[What you are asked to do]
Using the entries that follow, transcribe only the lines from the line with "Target: dirt path" to the line with "Where can the rough stone", both included, exactly as they stand and without pictures.

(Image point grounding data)
********************
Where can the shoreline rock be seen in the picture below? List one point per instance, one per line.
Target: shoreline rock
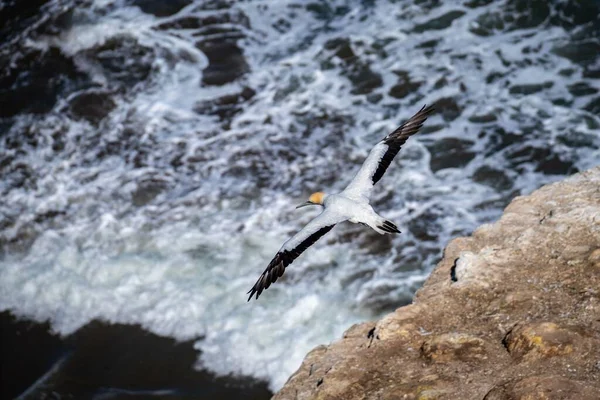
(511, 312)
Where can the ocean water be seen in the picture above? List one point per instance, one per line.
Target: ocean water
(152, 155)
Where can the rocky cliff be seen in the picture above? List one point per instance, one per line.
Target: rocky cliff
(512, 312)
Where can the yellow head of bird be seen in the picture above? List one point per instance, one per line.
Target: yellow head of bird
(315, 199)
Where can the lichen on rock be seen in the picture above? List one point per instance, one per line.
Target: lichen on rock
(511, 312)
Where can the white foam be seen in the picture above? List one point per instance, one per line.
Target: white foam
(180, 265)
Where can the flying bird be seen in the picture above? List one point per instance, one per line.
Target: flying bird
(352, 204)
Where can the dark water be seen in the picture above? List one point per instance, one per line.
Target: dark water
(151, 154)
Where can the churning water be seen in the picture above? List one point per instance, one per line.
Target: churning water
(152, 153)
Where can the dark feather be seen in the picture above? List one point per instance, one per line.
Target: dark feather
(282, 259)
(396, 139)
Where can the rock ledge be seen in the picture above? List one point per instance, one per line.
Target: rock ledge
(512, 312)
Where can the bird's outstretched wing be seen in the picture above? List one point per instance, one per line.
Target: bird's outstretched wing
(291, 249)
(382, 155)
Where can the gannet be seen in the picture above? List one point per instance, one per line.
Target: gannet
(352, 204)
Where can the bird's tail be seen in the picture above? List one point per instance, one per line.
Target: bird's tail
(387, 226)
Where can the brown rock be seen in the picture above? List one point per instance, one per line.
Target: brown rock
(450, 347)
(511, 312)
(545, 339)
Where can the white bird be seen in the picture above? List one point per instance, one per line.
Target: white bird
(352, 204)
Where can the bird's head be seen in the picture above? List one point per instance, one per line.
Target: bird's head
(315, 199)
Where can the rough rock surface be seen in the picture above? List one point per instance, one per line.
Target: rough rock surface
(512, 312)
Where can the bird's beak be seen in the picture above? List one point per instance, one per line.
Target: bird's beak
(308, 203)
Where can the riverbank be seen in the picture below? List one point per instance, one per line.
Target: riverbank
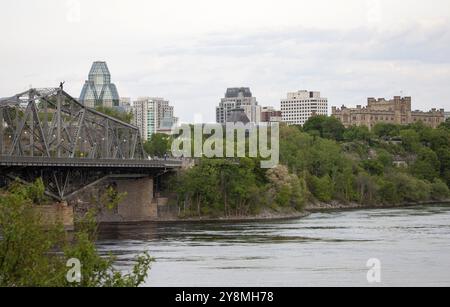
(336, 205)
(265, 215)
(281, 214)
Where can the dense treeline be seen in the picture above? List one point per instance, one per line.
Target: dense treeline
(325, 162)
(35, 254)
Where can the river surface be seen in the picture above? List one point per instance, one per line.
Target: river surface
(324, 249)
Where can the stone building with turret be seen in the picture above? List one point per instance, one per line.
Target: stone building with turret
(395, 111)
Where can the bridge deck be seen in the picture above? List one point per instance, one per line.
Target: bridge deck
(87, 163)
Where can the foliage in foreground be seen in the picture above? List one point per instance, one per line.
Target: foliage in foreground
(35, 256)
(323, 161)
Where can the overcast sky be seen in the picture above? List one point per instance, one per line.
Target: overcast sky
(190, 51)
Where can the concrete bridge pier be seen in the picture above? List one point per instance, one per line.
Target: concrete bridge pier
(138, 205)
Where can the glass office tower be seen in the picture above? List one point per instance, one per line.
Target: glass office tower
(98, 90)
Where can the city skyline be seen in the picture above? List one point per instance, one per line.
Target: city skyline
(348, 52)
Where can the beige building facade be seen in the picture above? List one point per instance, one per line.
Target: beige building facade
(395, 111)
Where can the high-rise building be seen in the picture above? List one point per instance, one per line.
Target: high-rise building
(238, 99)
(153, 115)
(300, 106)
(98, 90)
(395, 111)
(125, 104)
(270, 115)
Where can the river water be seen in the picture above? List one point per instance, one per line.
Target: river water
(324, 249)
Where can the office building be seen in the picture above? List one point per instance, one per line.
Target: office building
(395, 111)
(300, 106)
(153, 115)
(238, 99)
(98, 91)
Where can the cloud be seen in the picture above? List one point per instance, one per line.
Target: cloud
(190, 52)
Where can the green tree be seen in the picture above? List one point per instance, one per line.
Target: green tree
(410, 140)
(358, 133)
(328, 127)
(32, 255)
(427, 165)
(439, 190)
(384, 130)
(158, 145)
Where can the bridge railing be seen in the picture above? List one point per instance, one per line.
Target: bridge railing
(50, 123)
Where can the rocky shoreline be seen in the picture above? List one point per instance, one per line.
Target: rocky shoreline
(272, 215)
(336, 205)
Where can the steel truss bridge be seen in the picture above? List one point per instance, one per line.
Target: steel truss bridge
********************
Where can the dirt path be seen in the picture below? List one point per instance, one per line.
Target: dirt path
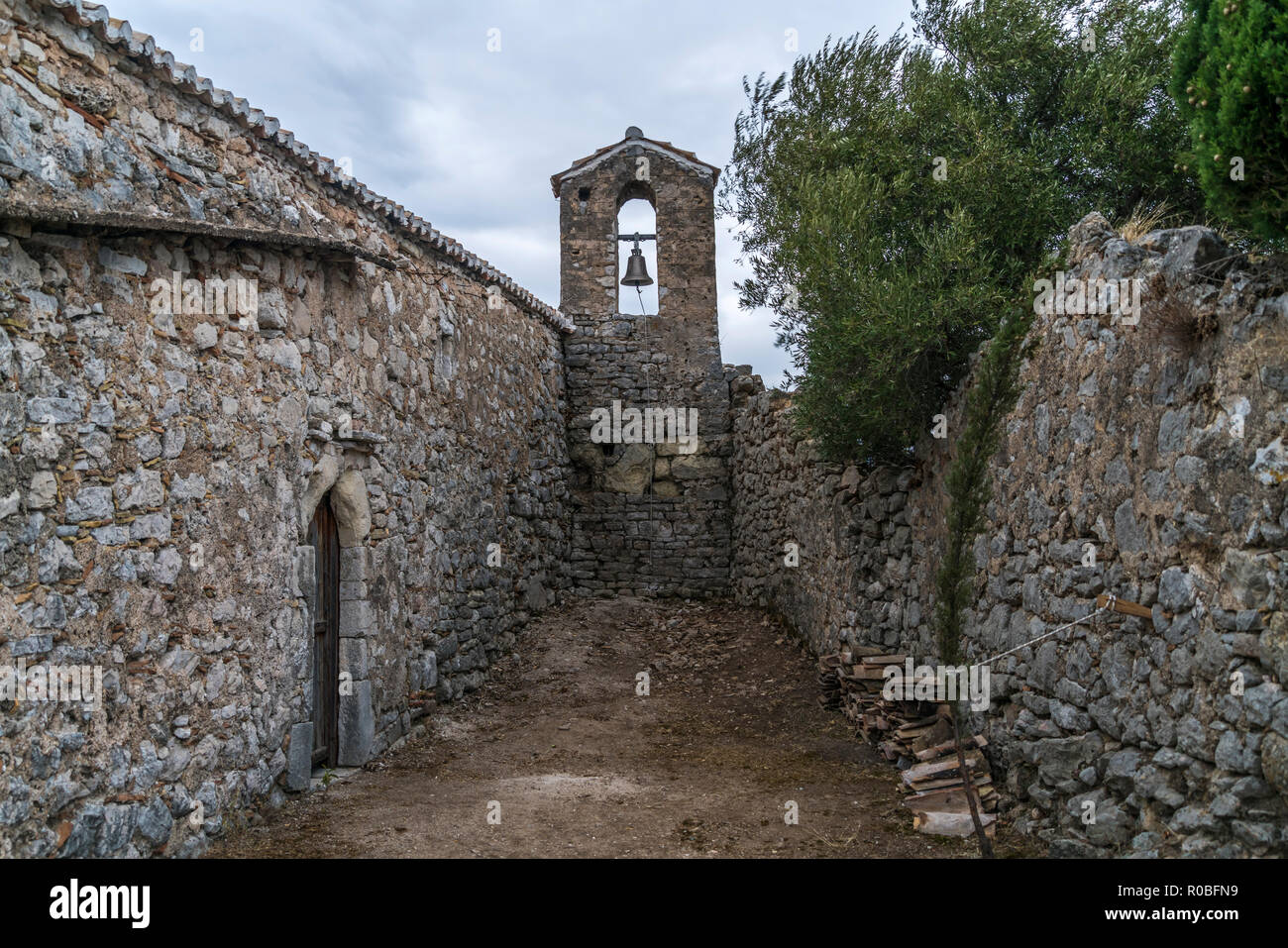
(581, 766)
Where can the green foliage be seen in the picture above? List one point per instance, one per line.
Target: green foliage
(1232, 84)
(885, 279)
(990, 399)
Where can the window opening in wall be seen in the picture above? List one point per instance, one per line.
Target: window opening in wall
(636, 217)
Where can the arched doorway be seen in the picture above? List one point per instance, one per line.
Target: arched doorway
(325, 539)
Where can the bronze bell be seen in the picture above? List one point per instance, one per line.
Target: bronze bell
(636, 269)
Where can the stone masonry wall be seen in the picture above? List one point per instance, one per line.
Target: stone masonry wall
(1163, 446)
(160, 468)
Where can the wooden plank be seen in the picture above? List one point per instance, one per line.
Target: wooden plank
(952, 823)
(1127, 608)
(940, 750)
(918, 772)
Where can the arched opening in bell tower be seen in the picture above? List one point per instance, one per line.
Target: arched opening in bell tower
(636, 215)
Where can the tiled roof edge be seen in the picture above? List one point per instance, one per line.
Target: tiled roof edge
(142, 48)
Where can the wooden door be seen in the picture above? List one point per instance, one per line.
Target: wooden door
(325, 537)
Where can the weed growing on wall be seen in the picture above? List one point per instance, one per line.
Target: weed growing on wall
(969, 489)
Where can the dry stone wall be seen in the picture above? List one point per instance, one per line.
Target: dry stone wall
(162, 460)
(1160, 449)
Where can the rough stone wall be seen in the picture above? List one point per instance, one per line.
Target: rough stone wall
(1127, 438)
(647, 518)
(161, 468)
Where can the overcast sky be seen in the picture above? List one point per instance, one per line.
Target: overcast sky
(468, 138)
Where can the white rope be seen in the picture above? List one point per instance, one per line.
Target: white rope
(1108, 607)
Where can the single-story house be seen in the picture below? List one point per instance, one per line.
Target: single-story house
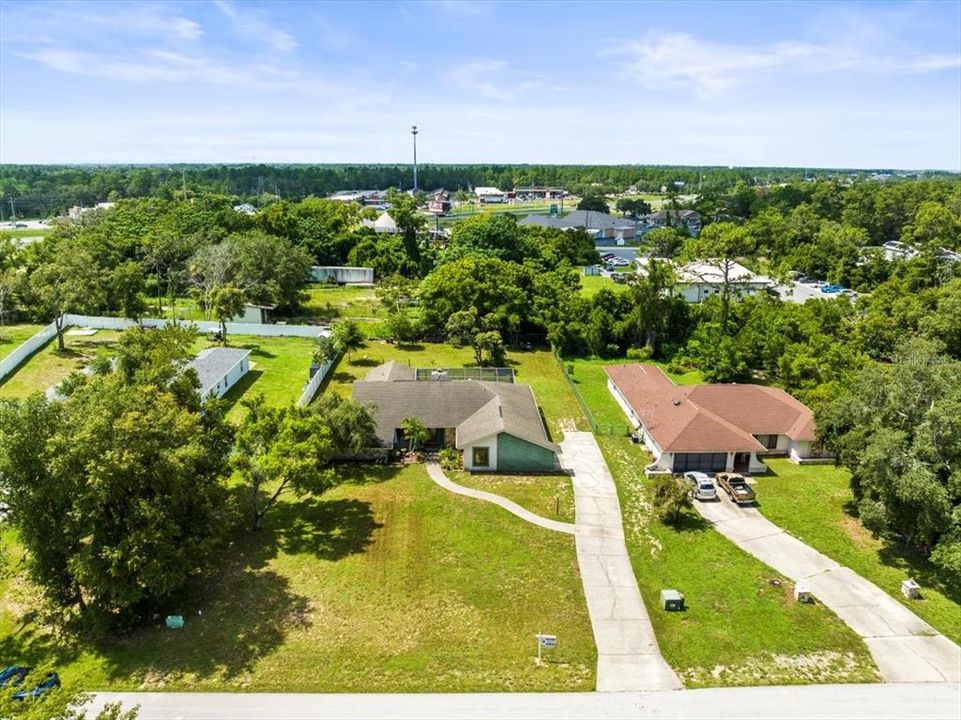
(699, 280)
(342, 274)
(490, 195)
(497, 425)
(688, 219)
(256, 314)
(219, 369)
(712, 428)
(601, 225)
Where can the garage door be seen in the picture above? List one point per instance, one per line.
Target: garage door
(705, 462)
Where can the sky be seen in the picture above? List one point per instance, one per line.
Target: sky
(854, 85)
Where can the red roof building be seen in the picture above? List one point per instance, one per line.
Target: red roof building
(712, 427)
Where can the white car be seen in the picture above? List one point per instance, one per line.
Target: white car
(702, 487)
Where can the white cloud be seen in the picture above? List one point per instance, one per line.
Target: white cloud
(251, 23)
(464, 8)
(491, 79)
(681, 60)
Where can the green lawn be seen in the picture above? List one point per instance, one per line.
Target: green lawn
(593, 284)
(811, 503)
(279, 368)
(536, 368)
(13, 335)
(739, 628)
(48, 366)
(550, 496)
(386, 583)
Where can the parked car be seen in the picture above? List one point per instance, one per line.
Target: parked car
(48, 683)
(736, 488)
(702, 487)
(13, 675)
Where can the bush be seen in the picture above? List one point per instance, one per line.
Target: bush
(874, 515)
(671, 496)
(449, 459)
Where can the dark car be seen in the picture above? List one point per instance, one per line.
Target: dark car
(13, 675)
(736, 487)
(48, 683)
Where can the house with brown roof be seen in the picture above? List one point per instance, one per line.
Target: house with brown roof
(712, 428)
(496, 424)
********************
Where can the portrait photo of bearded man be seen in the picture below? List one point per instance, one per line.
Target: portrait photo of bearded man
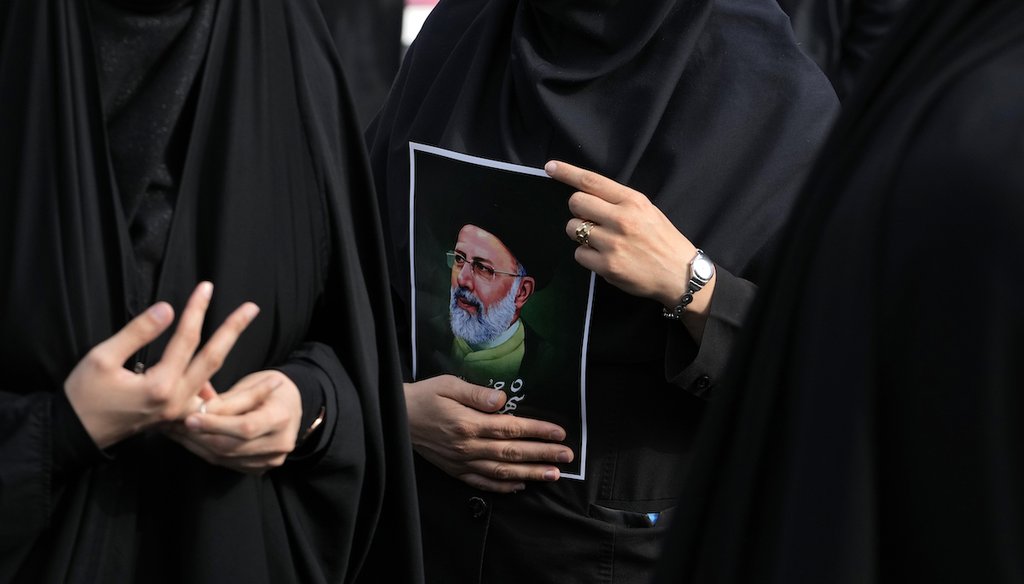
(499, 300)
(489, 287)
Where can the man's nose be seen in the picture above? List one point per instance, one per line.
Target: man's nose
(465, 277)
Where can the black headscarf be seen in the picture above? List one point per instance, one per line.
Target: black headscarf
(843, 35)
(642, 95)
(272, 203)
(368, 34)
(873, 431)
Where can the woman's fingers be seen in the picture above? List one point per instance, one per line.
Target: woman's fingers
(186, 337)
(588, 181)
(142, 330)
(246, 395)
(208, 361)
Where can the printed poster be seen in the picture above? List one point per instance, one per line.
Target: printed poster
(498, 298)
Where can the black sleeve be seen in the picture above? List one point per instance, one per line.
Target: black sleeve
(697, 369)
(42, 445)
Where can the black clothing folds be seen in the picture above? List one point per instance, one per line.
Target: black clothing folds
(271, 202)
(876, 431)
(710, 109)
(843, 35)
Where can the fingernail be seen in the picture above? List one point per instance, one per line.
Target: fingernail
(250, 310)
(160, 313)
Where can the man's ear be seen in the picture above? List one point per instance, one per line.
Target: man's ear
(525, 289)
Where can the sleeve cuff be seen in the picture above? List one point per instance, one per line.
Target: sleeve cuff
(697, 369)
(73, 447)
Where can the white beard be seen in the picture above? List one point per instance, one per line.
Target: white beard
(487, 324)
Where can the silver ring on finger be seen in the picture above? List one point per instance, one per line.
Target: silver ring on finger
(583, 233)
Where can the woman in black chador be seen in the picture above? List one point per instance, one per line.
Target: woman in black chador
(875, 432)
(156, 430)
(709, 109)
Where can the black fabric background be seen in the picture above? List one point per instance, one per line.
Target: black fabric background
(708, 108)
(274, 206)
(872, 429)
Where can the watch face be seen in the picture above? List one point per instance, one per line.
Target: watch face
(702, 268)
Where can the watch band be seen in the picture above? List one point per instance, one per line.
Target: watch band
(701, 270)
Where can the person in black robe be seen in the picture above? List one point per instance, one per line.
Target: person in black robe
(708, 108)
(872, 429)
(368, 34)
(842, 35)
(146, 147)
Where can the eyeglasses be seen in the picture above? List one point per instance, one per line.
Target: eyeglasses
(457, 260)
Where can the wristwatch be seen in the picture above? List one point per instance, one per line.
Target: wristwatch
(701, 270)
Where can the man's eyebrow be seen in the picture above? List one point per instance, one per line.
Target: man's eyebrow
********************
[Finished task]
Target: dirt path
(581, 766)
Where can the green foliage be seen in the picture above? List one point per instance, one per line.
Target: green foliage
(1232, 84)
(885, 279)
(990, 399)
Where can the window opening in wall be seen in the picture above? List one point per instance, one per line.
Target: window opening in wall
(636, 217)
Where can the arched doorway be seen in the picture above? List one point per instance, one per line.
Target: arched doorway
(325, 539)
Where can the bronze bell be seen in the picture above? List one point per instance, one per line.
Target: bronze bell
(636, 269)
Where can the stone masonry wall be seen in the picture above? List one point per instance, one per line.
Target: stone masonry wall
(1163, 446)
(160, 468)
Where can the wooden plank be seen in the picture above? List one point per instance, one per line.
Target: wooden plank
(952, 823)
(1127, 608)
(940, 750)
(918, 772)
Where can the arched opening in bell tower be seen in the picture above? List one point per instance, one per line.
Target: arched opening in bell tower
(636, 215)
Where can the tiled roof edge be seen in the picture above? List one point per instance, one per line.
Target: tiled roof edge
(142, 48)
Where can the wooden door be seen in the picture above? List one point per instance, one per line.
Target: wooden door
(325, 537)
Where can the weed growing on wall be seen in the picture above? List one point per instance, one per line.
Target: weed growing on wall
(969, 489)
Where can the dry stone wall be seen in the picture above? List one point per instance, one per line.
Target: dry stone wall
(162, 460)
(1160, 449)
Where can the rough stone wall be seen in the picture above? List one point per instance, one per line.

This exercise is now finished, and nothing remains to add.